DOCUMENT PASSAGE:
Docket:  IMM-3411-09

Citation:  2009 FC 1268

Ottawa, Ontario, December 14, 2009

PRESENT: The Honourable Mr. Justice Boivin 

 

BETWEEN:

KABASELE NGALAMULUME

Applicant

and

 

MINISTER OF CITIZENSHIP AND IMMIGRATION

Respondent

 

REASONS FOR JUDGMENT AND JUDGMENT

 

[1]               This is an application under subsection 72(1) of the Immigration and Refugee Protection Act, S.C. 2001, c. 27 (the Act), for judicial review of a decision by an immigration officer (the visa officer) at the Canadian High Commission in Nairobi, Kenya, dated June 17, 2009 and received on June 27, 2009, denying the application made by the applicant’s husband for a temporary resident visa.

 

Factual background

[2]               The applicant, Kabasele Ngalamulume, resides in Ottawa and is a permanent resident of Canada. She is originally from the Democratic Republic of Congo in Africa, and she is married to François Kayibadi Ngalamulume, who is of Congolese nationality and is from the Democratic Republic of Congo. At the time of the application, he was living and working in Kinshasa, Congo.

 

[3]               The applicant and her husband have three children who live in Canada with the applicant. They obtained permanent resident status after making a claim for refugee protection from within Canada.

 

[4]               In 1997, when the applicant arrived in Canada, she stated that she was separated from her husband. At the time, she said that the husband from whom she was separated was named Kabangu Ngalamulume. She also stated that she did not know where he was and that they had only one child. Based on those statements, her application for permanent residence was approved.

 

[5]               In 2004, the applicant stated that she was married to François Kayibadi Ngalamulume and that they had three children. She also stated that she was still in contact with her husband, who lived in Congo and owned a business. On July 8, 2004, an inadmissibility report under section 44 of the Act was issued against the applicant because of her contradictory statements about the composition of her family.

DATA EXTRACT:
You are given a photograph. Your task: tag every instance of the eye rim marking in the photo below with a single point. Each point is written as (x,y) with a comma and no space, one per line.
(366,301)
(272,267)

REQUIRED ACTIONS:
A) List every complete date (month, day, and year) that appears in the judgment excerpt.
B) Extract from the judgment excerpt the passage that begins at the words "Factual background" and stops after "in Kinshasa, Congo.".
The data above comes from a different source than the judgment excerpt.

RESULTS:
A) December 14, 2009; June 17, 2009; June 27, 2009; July 8, 2004

B)
Factual background

[2]               The applicant, Kabasele Ngalamulume, resides in Ottawa and is a permanent resident of Canada. She is originally from the Democratic Republic of Congo in Africa, and she is married to François Kayibadi Ngalamulume, who is of Congolese nationality and is from the Democratic Republic of Congo. At the time of the application, he was living and working in Kinshasa, Congo.